Provided material Block Start
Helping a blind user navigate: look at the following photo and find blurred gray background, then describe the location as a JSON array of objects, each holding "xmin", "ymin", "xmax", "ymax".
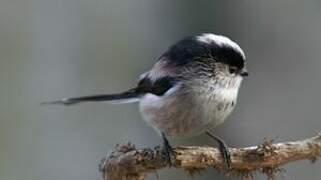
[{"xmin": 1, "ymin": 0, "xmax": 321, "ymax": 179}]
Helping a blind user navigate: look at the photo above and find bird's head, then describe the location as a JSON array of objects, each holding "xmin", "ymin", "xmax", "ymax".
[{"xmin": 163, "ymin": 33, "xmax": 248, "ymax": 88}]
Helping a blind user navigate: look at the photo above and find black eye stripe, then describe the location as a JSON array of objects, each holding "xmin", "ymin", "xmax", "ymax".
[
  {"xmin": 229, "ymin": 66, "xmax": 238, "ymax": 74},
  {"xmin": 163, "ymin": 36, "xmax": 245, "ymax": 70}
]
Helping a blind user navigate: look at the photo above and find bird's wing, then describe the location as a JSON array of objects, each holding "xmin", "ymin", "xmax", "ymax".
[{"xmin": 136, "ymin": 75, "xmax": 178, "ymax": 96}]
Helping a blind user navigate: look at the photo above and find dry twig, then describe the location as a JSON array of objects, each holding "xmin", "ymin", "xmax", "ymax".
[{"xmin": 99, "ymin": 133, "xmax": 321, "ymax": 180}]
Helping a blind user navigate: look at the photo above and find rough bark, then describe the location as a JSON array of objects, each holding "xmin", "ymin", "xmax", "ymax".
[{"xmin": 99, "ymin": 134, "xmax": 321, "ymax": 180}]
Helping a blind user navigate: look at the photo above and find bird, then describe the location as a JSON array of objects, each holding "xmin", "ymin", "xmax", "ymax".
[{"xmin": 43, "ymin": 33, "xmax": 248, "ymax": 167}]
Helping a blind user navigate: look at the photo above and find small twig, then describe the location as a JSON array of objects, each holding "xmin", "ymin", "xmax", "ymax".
Provided material Block End
■ Task description
Pictures aside, the material must be written out word for word.

■ Written response
Helping a blind user navigate: look at the following photo and find blurred gray background, then describe the location as a JSON array of objects, each holding "xmin", "ymin", "xmax", "ymax".
[{"xmin": 1, "ymin": 0, "xmax": 321, "ymax": 179}]
Helping a blind user navigate: look at the photo above and find bird's head, then describe the location as a JSON array of objects, each holding "xmin", "ymin", "xmax", "ymax".
[{"xmin": 163, "ymin": 33, "xmax": 248, "ymax": 88}]
Helping a blind user navigate: look at the photo above and find black eye stripe, then describe the location as a JSON array of objects, each holding "xmin", "ymin", "xmax", "ymax".
[
  {"xmin": 229, "ymin": 66, "xmax": 238, "ymax": 74},
  {"xmin": 163, "ymin": 36, "xmax": 245, "ymax": 70}
]
Helping a blind user navigate: look at the photo above and find bird's wing, then describe the location as a JSON array of objects, each holding "xmin", "ymin", "xmax", "ymax".
[{"xmin": 136, "ymin": 75, "xmax": 178, "ymax": 96}]
Helping a blind user navigate: look at the photo above and find dry twig, then describe the location as a JSON array of objects, each holding "xmin", "ymin", "xmax", "ymax".
[{"xmin": 99, "ymin": 133, "xmax": 321, "ymax": 180}]
Helping a blind user navigate: look at the photo above and find rough bark, then describe the location as a JSON array of objects, each holding "xmin", "ymin", "xmax", "ymax".
[{"xmin": 99, "ymin": 134, "xmax": 321, "ymax": 180}]
Helping a blind user navigate: look at the photo above and find bird, then describe the location as a JSON array of objects, each holding "xmin", "ymin", "xmax", "ymax".
[{"xmin": 43, "ymin": 33, "xmax": 248, "ymax": 167}]
Helping a blind user navigate: look at the photo above and find small twig, then describe the location as a JSON array of objects, each holding "xmin", "ymin", "xmax", "ymax".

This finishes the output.